> **Kutipan Halaman**
Sedangkan untuk barang hasil pertanian, perkebunan dan kehutanan yang bukan merupakan Barang Kena Pajak adalah hasil produk hortikultura yang terdiri dari:
  1. Buah-buahan, yaitu: pisang, jeruk, mangga, salak, nanas, belimbing, manggis, rambutan, durian, melon, semangka, pepaya, duku, bengkuang, nangka, cempedak.
  2. Sayuran, yaitu: sayuran daun, sayuran buah, sayuran umbi, sayuran jamur.

Akibatnya bagi Wajib Pajak/Pengusaha (baik orang pribadi maupun badan) yang melakukan penyerahan barang hasil pertanian yang merupakan barang kena pajak ini wajib untuk dikukuhkan sebagai Pengusaha Kena Pajak dan wajib memungut PPN, kecuali pengusaha yang termasuk pengusaha kecil dengan omzet dampai dengan Rp 4,8 milyar per tahun.

Historis Ketentuan yang Dicabut

Penulis mencoba mengkaji kaitan dan ketentuan yang dicabut dengan Putusan MA ini sebagai akibat dari adanya pengajuan uji materiil oleh pihak KADIN terhadap PP Nomor 31 Tahun 2007. Berikut adalah ketentuan-ketentuan terkait dengan Barang Kena Pajak dan bukan Barang Kena Pajak.

> **Bahan yang Disediakan**
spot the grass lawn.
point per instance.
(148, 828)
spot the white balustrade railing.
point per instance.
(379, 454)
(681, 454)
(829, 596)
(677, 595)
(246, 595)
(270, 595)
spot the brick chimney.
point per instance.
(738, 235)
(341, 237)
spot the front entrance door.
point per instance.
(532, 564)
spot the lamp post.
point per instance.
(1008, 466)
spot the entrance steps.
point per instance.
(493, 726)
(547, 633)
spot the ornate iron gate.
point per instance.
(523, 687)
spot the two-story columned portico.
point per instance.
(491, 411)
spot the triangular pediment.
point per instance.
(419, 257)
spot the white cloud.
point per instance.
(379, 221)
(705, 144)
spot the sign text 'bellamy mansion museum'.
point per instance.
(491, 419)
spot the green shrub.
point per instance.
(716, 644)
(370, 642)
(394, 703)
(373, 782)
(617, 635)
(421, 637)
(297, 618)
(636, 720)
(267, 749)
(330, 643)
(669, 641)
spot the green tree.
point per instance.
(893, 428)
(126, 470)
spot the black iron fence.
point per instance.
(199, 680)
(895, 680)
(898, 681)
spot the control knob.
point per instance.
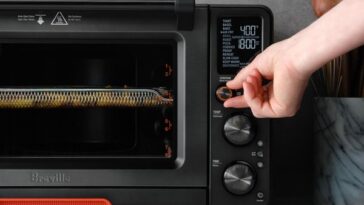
(239, 130)
(239, 178)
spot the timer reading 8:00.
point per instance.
(248, 43)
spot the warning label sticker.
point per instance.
(59, 20)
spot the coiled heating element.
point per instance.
(14, 98)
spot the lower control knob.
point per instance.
(239, 130)
(239, 178)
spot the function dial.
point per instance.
(239, 178)
(239, 130)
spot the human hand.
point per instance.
(281, 97)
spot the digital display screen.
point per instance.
(239, 41)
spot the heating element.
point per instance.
(83, 97)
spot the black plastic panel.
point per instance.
(223, 153)
(130, 196)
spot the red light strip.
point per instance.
(54, 201)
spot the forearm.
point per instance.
(335, 33)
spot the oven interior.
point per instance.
(126, 130)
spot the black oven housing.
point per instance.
(189, 182)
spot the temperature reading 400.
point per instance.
(249, 30)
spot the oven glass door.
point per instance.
(83, 100)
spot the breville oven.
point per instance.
(120, 102)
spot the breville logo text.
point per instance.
(56, 178)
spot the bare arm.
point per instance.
(290, 63)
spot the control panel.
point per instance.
(239, 163)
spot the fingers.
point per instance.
(255, 80)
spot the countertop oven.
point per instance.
(122, 101)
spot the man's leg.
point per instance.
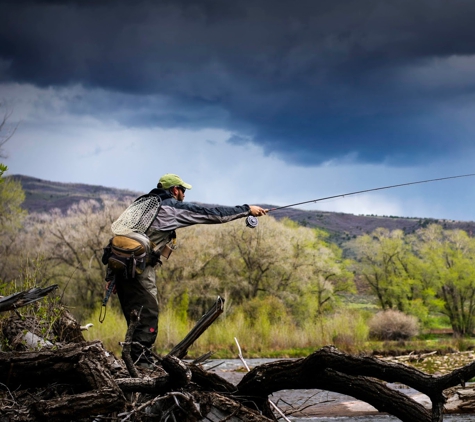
(140, 294)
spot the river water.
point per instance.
(319, 405)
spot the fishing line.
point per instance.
(371, 190)
(252, 221)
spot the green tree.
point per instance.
(449, 257)
(386, 263)
(11, 213)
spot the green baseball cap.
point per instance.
(169, 180)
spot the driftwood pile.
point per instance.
(81, 381)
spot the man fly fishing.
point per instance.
(137, 290)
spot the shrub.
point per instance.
(393, 325)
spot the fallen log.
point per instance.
(83, 381)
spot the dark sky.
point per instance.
(250, 101)
(371, 81)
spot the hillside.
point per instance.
(42, 196)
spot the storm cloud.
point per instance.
(311, 82)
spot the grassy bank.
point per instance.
(260, 337)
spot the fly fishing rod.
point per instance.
(252, 221)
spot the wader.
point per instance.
(140, 294)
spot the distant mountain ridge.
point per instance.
(43, 196)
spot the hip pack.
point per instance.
(127, 255)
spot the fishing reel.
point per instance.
(252, 222)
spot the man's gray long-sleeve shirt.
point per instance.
(174, 214)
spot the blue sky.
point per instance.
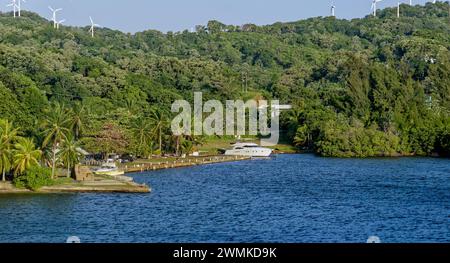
(176, 15)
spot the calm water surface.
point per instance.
(290, 198)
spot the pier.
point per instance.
(149, 165)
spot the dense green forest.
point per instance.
(377, 86)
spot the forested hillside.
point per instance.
(365, 87)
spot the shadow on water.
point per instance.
(290, 198)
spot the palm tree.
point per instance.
(7, 137)
(55, 130)
(70, 153)
(25, 155)
(159, 122)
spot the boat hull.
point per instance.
(255, 152)
(110, 173)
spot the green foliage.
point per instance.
(34, 178)
(387, 79)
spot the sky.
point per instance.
(177, 15)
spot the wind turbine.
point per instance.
(333, 9)
(59, 23)
(55, 22)
(19, 6)
(13, 4)
(93, 25)
(374, 6)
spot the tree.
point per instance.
(159, 122)
(70, 153)
(25, 155)
(56, 128)
(142, 130)
(8, 135)
(110, 139)
(78, 120)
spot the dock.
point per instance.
(150, 165)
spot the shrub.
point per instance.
(34, 178)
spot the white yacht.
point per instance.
(248, 149)
(110, 169)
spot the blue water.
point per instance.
(290, 198)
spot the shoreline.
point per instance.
(148, 165)
(110, 185)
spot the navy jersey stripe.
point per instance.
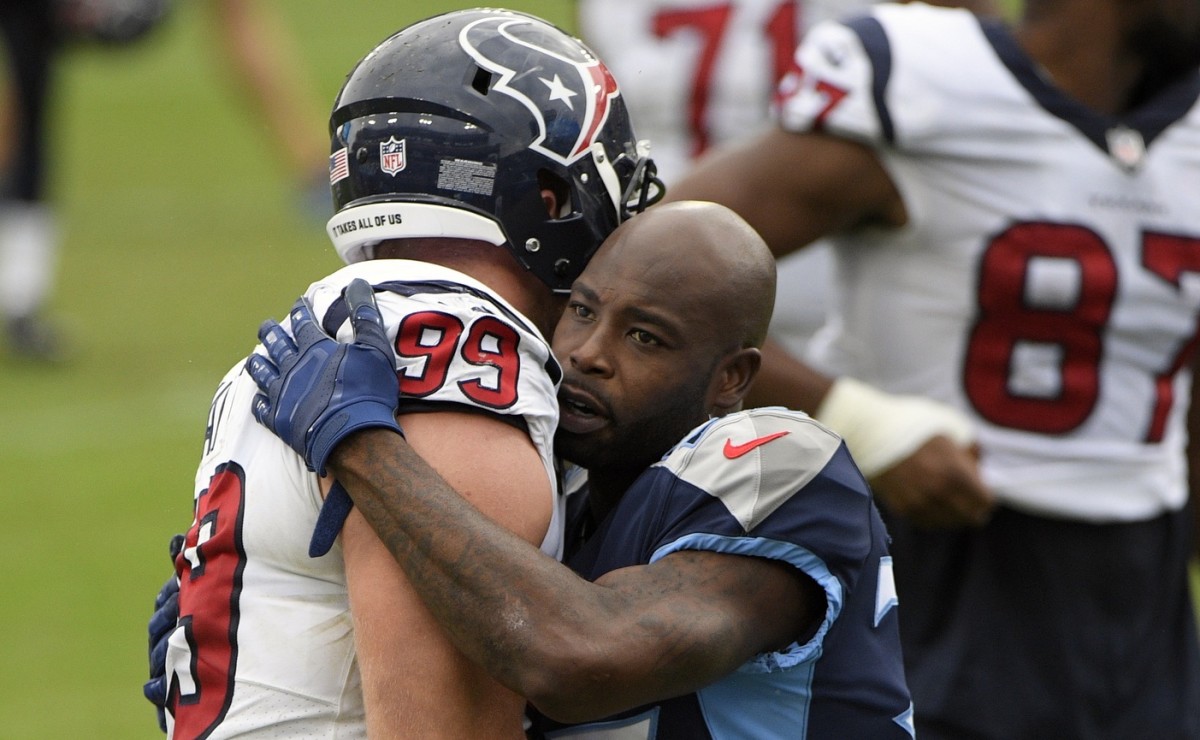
(875, 42)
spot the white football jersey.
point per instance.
(697, 73)
(264, 642)
(1049, 278)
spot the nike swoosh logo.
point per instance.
(736, 451)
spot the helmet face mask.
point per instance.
(455, 125)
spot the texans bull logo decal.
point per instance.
(573, 89)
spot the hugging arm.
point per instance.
(577, 650)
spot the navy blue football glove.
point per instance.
(317, 391)
(162, 624)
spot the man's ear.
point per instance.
(732, 380)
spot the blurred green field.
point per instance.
(181, 233)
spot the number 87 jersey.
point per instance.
(1048, 281)
(264, 638)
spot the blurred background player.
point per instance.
(1017, 238)
(28, 235)
(262, 62)
(469, 193)
(697, 73)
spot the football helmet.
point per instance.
(455, 125)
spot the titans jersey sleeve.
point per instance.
(264, 642)
(771, 483)
(1048, 281)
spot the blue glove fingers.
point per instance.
(175, 547)
(156, 691)
(365, 317)
(162, 625)
(304, 328)
(279, 343)
(329, 522)
(168, 589)
(263, 371)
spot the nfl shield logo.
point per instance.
(391, 156)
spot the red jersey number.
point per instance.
(712, 22)
(1009, 319)
(490, 344)
(210, 570)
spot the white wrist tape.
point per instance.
(881, 429)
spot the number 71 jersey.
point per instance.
(1048, 280)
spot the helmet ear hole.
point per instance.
(483, 80)
(556, 193)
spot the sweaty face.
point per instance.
(637, 358)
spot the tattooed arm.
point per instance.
(415, 683)
(577, 650)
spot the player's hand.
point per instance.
(315, 390)
(937, 486)
(162, 624)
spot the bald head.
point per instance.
(703, 258)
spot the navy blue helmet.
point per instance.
(455, 125)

> **Tugas yang Diminta 1**
Tentukan apakah setiap pernyataan berikut sesuai dengan kutipan tentang Barang Kena Pajak hasil pertanian. Jawab ya atau tidak, lalu kutip persis kata-kata penentunya dari kutipan itu.
(a) Durian termasuk buah-buahan yang bukan Barang Kena Pajak.
(b) Uji materiil terhadap PP Nomor 31 Tahun 2007 diajukan oleh pihak KADIN.
(c) Kewajiban dikukuhkan sebagai Pengusaha Kena Pajak hanya berlaku bagi badan, tidak bagi orang pribadi.
> **Tugas yang Diminta 2**
Lanjutkan kutipan tentang Barang Kena Pajak hasil pertanian, mulai setelah kalimat terakhirnya.
Data di atas berasal dari sumber lain.

> **Jawaban yang Diharapkan 1**
(a) Ya: "Buah-buahan, yaitu: pisang, jeruk, mangga, salak, nanas, belimbing, manggis, rambutan, durian"
(b) Ya: "pengajuan uji materiil oleh pihak KADIN terhadap PP Nomor 31 Tahun 2007"
(c) Tidak: "(baik orang pribadi maupun badan)"

> **Jawaban yang Diharapkan 2**
1. Jenis Barang Yang Bukan Objek PPN

Berdasarkan ketentuan Pasal 4A ayat (2) Undang-Undang Nomor 8 Tahun 1983 sebagaimana telah beberapa kali diubah terakhir dengan Undang-Undang Nomor 42 Tahun 2009 (selanjutnya disebut sebagai UU PPN) menegaskan jenis barang yang tidak dikenai Pajak Pertambahan Nilai (PPN) yaitu barang tertentu dalam kelompok barang:
  1. barang hasil pertambangan atau hasil pengeboran yang diambil langsung dari sumbernya;
  2. barang kebutuhan pokok yang sangat dibutuhkan oleh rakyat banyak;
  3. makanan dan minuman yang disajikan di hotel, restoran, rumah makan, warung, dan sejenisnya, meliputi makanan dan minuman baik yang dikonsumsi di tempat maupun tidak, termasuk makanan dan minuman yang diserahkan oleh usaha jasa boga atau katering; dan 
  4. uang, emas batangan, dan surat berharga.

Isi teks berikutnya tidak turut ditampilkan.